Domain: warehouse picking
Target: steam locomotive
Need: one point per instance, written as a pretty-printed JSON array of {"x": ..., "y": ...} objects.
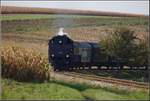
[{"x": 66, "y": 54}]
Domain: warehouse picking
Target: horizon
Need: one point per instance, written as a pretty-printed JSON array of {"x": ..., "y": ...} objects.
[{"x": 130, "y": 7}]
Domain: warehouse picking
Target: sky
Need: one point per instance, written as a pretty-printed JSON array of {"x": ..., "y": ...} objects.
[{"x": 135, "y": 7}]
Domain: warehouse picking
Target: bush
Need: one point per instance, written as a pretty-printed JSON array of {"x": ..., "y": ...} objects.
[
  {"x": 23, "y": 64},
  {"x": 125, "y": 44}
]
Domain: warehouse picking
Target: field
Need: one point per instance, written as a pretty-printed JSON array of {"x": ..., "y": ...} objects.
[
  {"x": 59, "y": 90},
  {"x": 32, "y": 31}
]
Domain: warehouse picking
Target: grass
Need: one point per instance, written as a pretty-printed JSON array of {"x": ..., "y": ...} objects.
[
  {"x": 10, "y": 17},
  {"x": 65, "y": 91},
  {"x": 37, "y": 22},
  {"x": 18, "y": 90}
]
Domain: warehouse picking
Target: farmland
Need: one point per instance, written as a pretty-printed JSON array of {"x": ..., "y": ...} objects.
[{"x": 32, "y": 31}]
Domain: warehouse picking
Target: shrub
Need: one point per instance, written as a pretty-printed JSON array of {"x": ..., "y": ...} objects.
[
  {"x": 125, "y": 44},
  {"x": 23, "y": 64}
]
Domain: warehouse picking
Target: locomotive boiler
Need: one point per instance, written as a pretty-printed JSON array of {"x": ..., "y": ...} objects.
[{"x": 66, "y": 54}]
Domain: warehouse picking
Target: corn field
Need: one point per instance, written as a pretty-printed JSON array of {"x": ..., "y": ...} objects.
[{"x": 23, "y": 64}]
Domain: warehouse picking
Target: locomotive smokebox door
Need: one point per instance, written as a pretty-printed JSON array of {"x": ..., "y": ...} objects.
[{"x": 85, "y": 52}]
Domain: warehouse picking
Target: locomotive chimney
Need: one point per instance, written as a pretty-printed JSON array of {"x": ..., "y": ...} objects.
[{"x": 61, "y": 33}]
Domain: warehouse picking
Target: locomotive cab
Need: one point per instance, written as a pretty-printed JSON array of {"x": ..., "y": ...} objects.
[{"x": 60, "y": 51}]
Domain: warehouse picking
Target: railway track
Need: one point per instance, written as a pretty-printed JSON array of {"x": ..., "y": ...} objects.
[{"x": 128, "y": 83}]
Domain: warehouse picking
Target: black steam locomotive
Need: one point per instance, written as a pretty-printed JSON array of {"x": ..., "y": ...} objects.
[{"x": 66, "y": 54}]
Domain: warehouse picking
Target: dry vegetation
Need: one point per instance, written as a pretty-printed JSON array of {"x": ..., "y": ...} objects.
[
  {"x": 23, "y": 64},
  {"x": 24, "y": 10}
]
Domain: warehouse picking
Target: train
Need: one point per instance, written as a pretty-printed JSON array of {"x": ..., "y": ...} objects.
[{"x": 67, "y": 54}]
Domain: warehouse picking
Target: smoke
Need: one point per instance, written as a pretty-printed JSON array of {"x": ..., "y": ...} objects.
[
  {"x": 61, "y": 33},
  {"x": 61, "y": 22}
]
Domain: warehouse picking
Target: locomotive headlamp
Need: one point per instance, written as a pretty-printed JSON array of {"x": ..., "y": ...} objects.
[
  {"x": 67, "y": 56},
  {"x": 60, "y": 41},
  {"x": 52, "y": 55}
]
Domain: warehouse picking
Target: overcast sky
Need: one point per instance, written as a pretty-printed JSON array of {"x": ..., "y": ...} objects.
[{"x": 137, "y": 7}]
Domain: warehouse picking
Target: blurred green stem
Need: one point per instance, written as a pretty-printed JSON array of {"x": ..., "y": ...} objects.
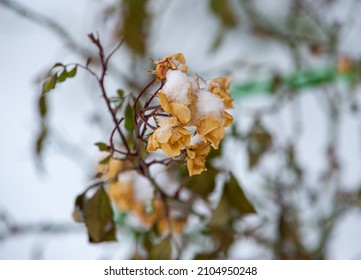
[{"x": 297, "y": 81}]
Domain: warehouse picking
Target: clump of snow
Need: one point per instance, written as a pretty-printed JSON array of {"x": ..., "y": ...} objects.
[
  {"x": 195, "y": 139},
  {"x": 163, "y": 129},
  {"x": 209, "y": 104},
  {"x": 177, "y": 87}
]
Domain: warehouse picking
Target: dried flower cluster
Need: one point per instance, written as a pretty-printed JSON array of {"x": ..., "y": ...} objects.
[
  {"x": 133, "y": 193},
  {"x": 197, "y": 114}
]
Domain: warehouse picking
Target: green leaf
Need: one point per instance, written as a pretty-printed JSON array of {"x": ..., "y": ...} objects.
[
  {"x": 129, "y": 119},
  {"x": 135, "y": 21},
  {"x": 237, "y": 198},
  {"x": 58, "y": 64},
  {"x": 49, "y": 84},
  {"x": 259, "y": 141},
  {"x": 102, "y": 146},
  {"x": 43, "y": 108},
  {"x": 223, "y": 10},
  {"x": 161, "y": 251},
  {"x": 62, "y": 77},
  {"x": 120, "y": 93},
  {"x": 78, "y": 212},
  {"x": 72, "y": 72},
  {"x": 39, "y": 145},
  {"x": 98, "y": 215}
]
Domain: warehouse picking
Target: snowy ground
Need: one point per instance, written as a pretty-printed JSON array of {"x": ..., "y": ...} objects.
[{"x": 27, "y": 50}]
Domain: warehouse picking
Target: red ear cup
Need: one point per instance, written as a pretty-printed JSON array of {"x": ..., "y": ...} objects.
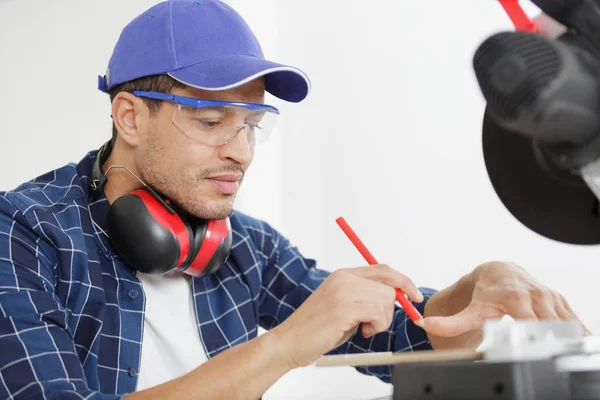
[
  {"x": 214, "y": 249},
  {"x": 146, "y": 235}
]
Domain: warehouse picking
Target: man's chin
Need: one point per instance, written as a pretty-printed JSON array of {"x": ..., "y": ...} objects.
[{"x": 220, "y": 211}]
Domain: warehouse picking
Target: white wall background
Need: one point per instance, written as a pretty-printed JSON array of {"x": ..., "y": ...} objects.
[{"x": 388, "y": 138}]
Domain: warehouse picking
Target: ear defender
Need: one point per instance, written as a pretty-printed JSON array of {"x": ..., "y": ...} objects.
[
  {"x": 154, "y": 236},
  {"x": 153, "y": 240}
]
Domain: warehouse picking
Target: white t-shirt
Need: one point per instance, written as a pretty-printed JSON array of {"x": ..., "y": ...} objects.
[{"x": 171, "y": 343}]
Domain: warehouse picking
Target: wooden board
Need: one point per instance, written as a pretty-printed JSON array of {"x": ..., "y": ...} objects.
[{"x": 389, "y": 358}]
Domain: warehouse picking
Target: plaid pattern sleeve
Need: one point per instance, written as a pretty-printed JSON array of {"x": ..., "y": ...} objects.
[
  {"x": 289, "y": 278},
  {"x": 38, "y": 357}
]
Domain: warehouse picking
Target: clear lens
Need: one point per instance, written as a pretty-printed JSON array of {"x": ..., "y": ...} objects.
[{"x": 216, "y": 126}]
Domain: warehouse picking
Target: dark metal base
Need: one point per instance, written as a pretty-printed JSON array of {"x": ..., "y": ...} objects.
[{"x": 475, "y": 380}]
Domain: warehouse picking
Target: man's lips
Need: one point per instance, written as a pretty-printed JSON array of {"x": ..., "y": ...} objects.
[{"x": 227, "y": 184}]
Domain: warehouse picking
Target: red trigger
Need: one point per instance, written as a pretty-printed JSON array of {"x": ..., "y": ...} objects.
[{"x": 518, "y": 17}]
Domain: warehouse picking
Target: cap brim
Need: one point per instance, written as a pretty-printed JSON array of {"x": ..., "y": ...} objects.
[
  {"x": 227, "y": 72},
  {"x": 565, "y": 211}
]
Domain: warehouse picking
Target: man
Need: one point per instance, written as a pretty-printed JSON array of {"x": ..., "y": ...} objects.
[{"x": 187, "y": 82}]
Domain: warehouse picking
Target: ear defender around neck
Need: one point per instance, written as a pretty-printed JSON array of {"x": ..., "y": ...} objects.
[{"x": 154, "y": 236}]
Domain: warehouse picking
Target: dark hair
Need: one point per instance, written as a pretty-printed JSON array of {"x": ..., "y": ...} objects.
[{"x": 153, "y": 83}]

|---|

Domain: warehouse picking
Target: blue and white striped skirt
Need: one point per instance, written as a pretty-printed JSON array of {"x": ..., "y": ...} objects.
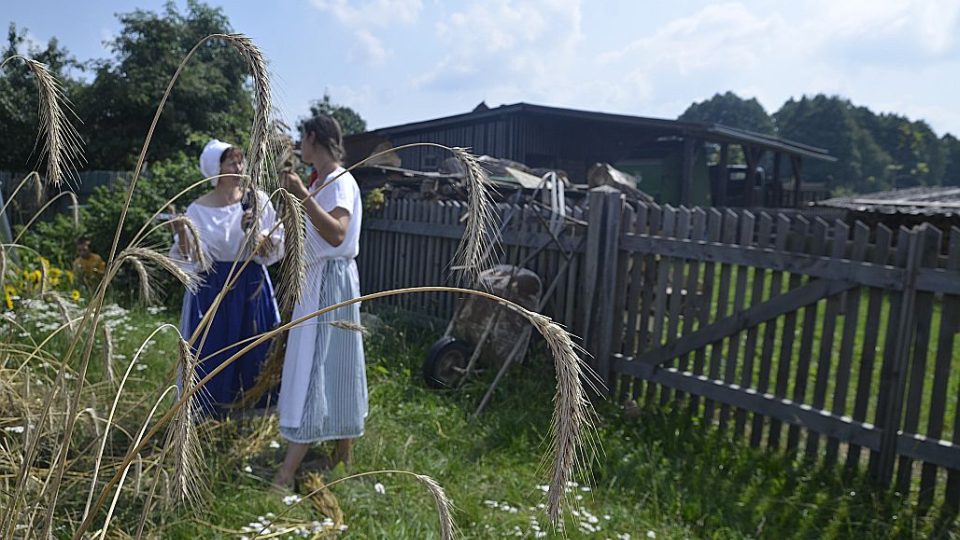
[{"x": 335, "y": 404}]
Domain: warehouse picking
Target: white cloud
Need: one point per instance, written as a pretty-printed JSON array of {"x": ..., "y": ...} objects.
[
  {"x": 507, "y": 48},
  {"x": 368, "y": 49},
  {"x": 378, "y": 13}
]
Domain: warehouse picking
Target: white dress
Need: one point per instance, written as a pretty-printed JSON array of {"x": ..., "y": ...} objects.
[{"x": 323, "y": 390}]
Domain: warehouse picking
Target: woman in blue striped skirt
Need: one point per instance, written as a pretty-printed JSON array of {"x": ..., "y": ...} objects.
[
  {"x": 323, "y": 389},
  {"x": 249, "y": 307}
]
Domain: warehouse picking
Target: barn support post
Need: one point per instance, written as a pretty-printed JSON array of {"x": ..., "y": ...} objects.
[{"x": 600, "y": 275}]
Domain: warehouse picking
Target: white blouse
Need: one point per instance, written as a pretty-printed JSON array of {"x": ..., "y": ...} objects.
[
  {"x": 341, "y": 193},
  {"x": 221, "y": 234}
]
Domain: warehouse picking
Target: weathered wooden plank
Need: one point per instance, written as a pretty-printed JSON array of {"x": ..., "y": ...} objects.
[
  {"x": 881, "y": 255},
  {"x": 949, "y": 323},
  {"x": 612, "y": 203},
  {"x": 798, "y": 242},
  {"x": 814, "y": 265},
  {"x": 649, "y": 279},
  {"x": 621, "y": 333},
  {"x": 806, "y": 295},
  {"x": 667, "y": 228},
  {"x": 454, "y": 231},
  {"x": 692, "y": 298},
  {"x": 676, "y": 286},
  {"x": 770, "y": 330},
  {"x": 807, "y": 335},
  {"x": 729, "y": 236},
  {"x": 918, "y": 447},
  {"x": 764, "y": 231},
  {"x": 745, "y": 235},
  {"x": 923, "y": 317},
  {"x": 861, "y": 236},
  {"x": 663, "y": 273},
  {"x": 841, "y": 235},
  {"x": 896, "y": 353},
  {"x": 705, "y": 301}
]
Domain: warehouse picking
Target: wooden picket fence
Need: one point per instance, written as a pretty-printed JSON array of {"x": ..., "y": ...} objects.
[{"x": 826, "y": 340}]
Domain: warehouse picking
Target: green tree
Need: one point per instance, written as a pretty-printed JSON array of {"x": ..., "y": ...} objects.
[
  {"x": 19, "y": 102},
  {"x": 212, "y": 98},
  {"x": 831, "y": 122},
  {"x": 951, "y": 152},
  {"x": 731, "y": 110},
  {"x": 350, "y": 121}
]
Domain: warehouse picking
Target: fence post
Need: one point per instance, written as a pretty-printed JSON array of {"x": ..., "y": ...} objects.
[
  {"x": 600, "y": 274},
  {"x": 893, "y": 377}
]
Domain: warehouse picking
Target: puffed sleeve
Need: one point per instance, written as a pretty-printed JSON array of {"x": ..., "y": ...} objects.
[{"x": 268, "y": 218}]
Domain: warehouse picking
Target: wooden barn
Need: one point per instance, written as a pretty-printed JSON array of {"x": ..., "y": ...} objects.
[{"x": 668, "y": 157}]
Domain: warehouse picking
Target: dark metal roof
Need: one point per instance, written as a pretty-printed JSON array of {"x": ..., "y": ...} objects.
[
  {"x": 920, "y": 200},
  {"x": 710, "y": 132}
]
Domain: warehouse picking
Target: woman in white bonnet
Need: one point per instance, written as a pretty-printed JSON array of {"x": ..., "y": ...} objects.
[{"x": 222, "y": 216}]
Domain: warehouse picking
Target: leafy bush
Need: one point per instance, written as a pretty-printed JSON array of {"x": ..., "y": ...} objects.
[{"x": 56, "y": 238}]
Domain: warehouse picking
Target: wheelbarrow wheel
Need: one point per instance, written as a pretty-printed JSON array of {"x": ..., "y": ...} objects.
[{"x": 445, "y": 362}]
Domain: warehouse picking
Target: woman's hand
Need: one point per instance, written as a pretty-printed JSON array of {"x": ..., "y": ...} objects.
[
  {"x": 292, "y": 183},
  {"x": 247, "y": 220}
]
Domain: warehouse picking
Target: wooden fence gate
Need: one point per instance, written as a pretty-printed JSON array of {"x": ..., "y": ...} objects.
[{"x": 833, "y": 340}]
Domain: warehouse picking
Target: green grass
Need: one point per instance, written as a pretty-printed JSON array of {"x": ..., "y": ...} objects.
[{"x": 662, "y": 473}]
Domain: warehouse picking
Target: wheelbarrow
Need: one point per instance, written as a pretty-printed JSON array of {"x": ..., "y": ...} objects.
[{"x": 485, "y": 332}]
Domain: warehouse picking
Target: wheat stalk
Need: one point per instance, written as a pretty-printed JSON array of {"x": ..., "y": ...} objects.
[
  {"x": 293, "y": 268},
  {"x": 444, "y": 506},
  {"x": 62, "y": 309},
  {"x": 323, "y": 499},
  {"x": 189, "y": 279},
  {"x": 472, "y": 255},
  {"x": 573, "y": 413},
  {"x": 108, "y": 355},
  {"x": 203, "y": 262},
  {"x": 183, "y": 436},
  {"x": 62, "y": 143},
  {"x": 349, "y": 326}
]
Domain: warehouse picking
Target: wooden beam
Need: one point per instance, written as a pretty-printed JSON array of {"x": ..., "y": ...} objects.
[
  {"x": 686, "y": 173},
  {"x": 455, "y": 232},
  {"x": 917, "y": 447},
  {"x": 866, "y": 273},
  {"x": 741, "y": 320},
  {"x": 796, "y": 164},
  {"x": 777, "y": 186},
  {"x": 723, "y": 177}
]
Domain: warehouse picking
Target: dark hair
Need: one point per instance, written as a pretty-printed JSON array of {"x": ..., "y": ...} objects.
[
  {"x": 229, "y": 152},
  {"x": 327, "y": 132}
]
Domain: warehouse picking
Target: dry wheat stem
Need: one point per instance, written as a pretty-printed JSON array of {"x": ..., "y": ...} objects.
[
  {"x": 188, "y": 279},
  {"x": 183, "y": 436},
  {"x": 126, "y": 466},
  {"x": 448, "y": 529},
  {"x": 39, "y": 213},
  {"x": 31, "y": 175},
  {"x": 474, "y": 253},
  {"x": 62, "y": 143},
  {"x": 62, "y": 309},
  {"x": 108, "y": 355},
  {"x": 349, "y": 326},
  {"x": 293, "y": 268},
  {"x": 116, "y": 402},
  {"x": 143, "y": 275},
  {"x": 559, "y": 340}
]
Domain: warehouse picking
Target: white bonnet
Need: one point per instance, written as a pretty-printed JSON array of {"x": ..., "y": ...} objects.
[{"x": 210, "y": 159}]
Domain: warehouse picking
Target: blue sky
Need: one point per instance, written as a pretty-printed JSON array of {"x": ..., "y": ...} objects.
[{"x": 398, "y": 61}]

|---|

◆ PROBLEM REQUIREMENTS ◆
State how many lines of the records above contain the word "wooden". Give only the number.

◆ EXERCISE ANSWER ◆
6